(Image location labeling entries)
________________

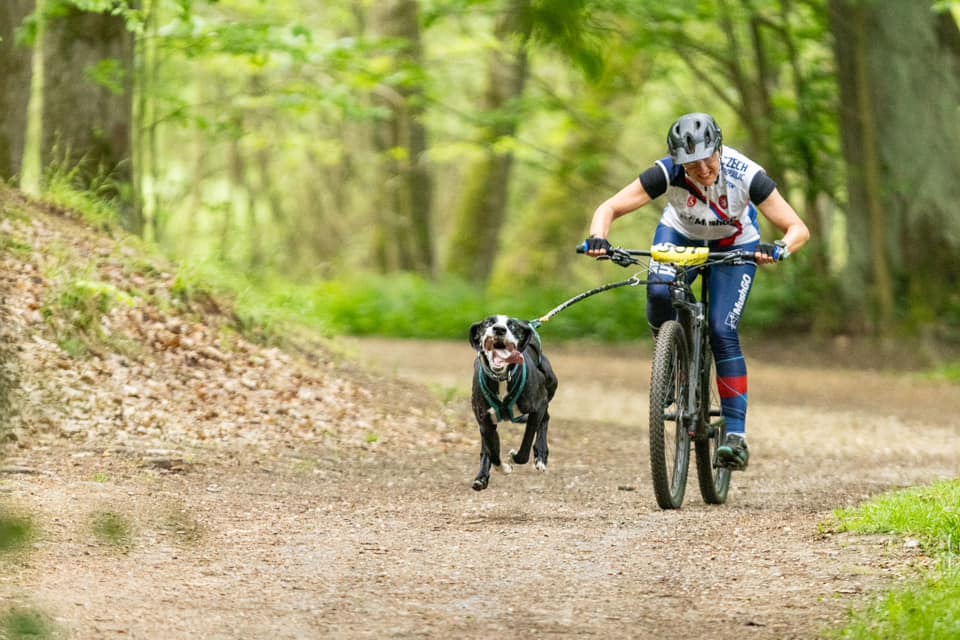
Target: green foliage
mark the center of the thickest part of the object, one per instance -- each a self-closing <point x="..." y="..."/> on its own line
<point x="931" y="513"/>
<point x="406" y="305"/>
<point x="74" y="314"/>
<point x="927" y="610"/>
<point x="20" y="623"/>
<point x="93" y="200"/>
<point x="16" y="531"/>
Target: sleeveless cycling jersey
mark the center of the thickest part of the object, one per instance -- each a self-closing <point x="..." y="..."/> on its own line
<point x="722" y="212"/>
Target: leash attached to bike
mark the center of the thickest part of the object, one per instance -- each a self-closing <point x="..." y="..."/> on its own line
<point x="621" y="258"/>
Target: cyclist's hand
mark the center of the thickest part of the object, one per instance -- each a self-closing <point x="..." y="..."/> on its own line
<point x="597" y="246"/>
<point x="769" y="252"/>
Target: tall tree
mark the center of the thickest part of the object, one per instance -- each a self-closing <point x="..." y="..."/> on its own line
<point x="14" y="86"/>
<point x="483" y="204"/>
<point x="895" y="62"/>
<point x="87" y="99"/>
<point x="557" y="213"/>
<point x="404" y="235"/>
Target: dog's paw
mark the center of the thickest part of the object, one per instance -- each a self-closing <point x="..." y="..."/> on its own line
<point x="513" y="457"/>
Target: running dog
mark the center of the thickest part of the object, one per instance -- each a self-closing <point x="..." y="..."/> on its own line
<point x="512" y="380"/>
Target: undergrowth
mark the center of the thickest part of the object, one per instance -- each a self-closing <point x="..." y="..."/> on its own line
<point x="929" y="607"/>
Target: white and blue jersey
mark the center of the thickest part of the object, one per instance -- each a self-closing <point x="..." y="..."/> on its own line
<point x="722" y="214"/>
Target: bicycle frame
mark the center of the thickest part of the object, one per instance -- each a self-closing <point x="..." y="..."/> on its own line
<point x="688" y="334"/>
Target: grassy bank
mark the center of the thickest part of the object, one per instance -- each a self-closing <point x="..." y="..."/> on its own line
<point x="929" y="608"/>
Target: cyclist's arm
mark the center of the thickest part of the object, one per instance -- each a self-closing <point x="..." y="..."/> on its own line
<point x="778" y="211"/>
<point x="630" y="198"/>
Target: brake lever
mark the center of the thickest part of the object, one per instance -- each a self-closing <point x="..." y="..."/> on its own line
<point x="622" y="258"/>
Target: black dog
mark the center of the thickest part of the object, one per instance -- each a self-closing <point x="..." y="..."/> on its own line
<point x="512" y="380"/>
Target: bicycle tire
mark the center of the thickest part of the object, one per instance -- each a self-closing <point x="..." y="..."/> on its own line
<point x="714" y="480"/>
<point x="669" y="435"/>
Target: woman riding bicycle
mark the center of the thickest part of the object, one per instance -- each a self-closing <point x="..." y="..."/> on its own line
<point x="713" y="193"/>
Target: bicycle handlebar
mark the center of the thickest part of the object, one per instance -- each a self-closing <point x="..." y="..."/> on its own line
<point x="684" y="256"/>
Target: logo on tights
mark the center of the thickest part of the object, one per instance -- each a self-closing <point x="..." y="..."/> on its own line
<point x="733" y="318"/>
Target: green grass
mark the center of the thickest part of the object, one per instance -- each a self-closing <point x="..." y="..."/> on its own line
<point x="16" y="531"/>
<point x="21" y="623"/>
<point x="928" y="609"/>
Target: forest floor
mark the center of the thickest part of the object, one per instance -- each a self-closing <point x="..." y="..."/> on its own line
<point x="188" y="483"/>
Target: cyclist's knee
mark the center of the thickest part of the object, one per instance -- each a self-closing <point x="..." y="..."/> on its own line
<point x="725" y="341"/>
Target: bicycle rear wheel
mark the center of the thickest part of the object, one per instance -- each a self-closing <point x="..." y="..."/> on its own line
<point x="714" y="480"/>
<point x="669" y="437"/>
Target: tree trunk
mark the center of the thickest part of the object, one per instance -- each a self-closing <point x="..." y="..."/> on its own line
<point x="898" y="71"/>
<point x="87" y="123"/>
<point x="482" y="210"/>
<point x="559" y="213"/>
<point x="15" y="77"/>
<point x="405" y="234"/>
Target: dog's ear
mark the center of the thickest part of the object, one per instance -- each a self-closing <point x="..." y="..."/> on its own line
<point x="522" y="331"/>
<point x="476" y="332"/>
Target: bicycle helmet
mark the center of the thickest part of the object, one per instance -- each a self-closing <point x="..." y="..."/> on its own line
<point x="695" y="136"/>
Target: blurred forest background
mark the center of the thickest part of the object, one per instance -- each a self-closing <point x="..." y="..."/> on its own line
<point x="406" y="167"/>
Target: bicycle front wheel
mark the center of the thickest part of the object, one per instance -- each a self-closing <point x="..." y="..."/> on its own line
<point x="714" y="480"/>
<point x="669" y="436"/>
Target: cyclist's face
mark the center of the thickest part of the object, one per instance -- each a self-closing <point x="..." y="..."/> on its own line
<point x="704" y="171"/>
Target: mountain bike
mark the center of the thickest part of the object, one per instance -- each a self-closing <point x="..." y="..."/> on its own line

________________

- _Your instructions_
Please repeat the entries exactly. Do not include the pictures.

- _Output_
Target: green foliage
mark the center of the thickest part of the object, one per instance -- each a self-closing <point x="..." y="..."/> on its own line
<point x="931" y="513"/>
<point x="406" y="305"/>
<point x="74" y="314"/>
<point x="927" y="610"/>
<point x="20" y="623"/>
<point x="93" y="200"/>
<point x="16" y="531"/>
Target: sleeveless cycling jersey
mark the center of the thickest part of the object, one per instance -- each a self-closing <point x="..." y="..."/> on its own line
<point x="722" y="212"/>
Target: leash attached to bike
mark the center of the thickest part of the object, one per instance -- each a self-closing <point x="..." y="..."/> on its own line
<point x="621" y="258"/>
Target: cyclist's hand
mark the center of the thickest part of the object, one per instance -- each a self-closing <point x="..." y="..."/> on its own line
<point x="597" y="246"/>
<point x="769" y="252"/>
Target: tall tree
mark the center of the thickest part of the object, one per instance -- each a self-closing <point x="..." y="..."/> on its own line
<point x="14" y="86"/>
<point x="483" y="204"/>
<point x="895" y="62"/>
<point x="87" y="99"/>
<point x="557" y="213"/>
<point x="404" y="235"/>
Target: dog's paw
mark the center of the thickest part of the object, one per instance -- each a self-closing <point x="..." y="..."/> on its own line
<point x="513" y="457"/>
Target: running dog
mark the center of the thickest part of the object, one per instance -- each a self-closing <point x="..." y="..."/> on its own line
<point x="512" y="380"/>
Target: undergrowth
mark the center of the thickest part of the object, one per instance -- each a self-closing <point x="..." y="..."/> on its own line
<point x="929" y="607"/>
Target: white and blue jersey
mark the center of the thickest part of the object, one per instance -- each a self-closing <point x="..." y="..."/> on its own line
<point x="722" y="214"/>
Target: bicycle frame
mark the center of the thickest part of the object, one per instance -- each a self-closing <point x="..." y="..."/> on its own line
<point x="688" y="334"/>
Target: grassy bank
mark the center of the thickest part of the object, one per instance -- each a self-closing <point x="..." y="..."/> on its own line
<point x="929" y="608"/>
Target: cyclist's arm
mark the center of the thickest part of the object, one per instance -- each a self-closing <point x="..." y="..."/> on its own line
<point x="778" y="211"/>
<point x="630" y="198"/>
Target: brake lever
mark the center of the thickest part of the object, one per instance -- each a self-closing <point x="..." y="..."/> on its own line
<point x="622" y="258"/>
Target: black dog
mark the center of the thickest part of the object, one per instance -- each a self-closing <point x="..." y="..."/> on its own line
<point x="512" y="380"/>
Target: bicycle tire
mark the center of the thickest part of the object, one per instance -- each a self-closing <point x="..." y="..."/> on its own line
<point x="714" y="480"/>
<point x="669" y="435"/>
Target: woman riding bicycle
mark the center of the thickest part of the object, one per instance -- each a self-closing <point x="..." y="..."/> on its own line
<point x="713" y="193"/>
Target: bicycle handlebar
mark the center of the thickest part of the object, one per instance -- each a self-closing <point x="..." y="..."/> on its own line
<point x="684" y="256"/>
Target: logo on tights
mark the center of the thickest part of the object, one per instance -- each a self-closing <point x="..." y="..."/> on its own line
<point x="733" y="318"/>
Target: green grass
mark the center of the thickest part of the object, one per instance -- each a self-closing <point x="..." y="..."/> on its own line
<point x="16" y="531"/>
<point x="21" y="623"/>
<point x="928" y="609"/>
Target: forest floor
mark the center of the thickest part of the object, one per instance -- each a self-closing <point x="..." y="..."/> on its own line
<point x="188" y="483"/>
Target: cyclist's knee
mark the center of the thickest part of the object, one per instance -- each a self-closing <point x="..." y="..."/> on its own line
<point x="725" y="341"/>
Target: bicycle rear wheel
mark the center of the thickest part of the object, one per instance -- each a self-closing <point x="..." y="..."/> on its own line
<point x="714" y="480"/>
<point x="669" y="437"/>
Target: tree trunk
mark the center of the thickest part of the object, one per instance -- each a self-closing <point x="..." y="..."/> on its own line
<point x="898" y="71"/>
<point x="87" y="123"/>
<point x="482" y="210"/>
<point x="559" y="213"/>
<point x="15" y="77"/>
<point x="405" y="234"/>
Target: dog's ear
mark the center of the thickest part of the object, one per instance -- each a self-closing <point x="..." y="..."/> on its own line
<point x="522" y="331"/>
<point x="476" y="332"/>
Target: bicycle helmet
mark the center of the thickest part of the object, one per instance -- each a self-closing <point x="..." y="..."/> on its own line
<point x="695" y="136"/>
Target: blurred forest background
mark the center of the thickest part of the object, one per instance -- each a self-closing <point x="..." y="..."/> on its own line
<point x="406" y="167"/>
Target: bicycle front wheel
mark the center of the thickest part of the object, one per instance -- each a self-closing <point x="..." y="..."/> on its own line
<point x="714" y="480"/>
<point x="669" y="436"/>
Target: cyclist's face
mark the center of the thickest part of the object, one per instance -- each a self-closing <point x="..." y="..."/> on its own line
<point x="704" y="171"/>
Target: mountain bike
mark the center of the thickest part of the object, one per instance -- each a self-closing <point x="..." y="..."/> on its own line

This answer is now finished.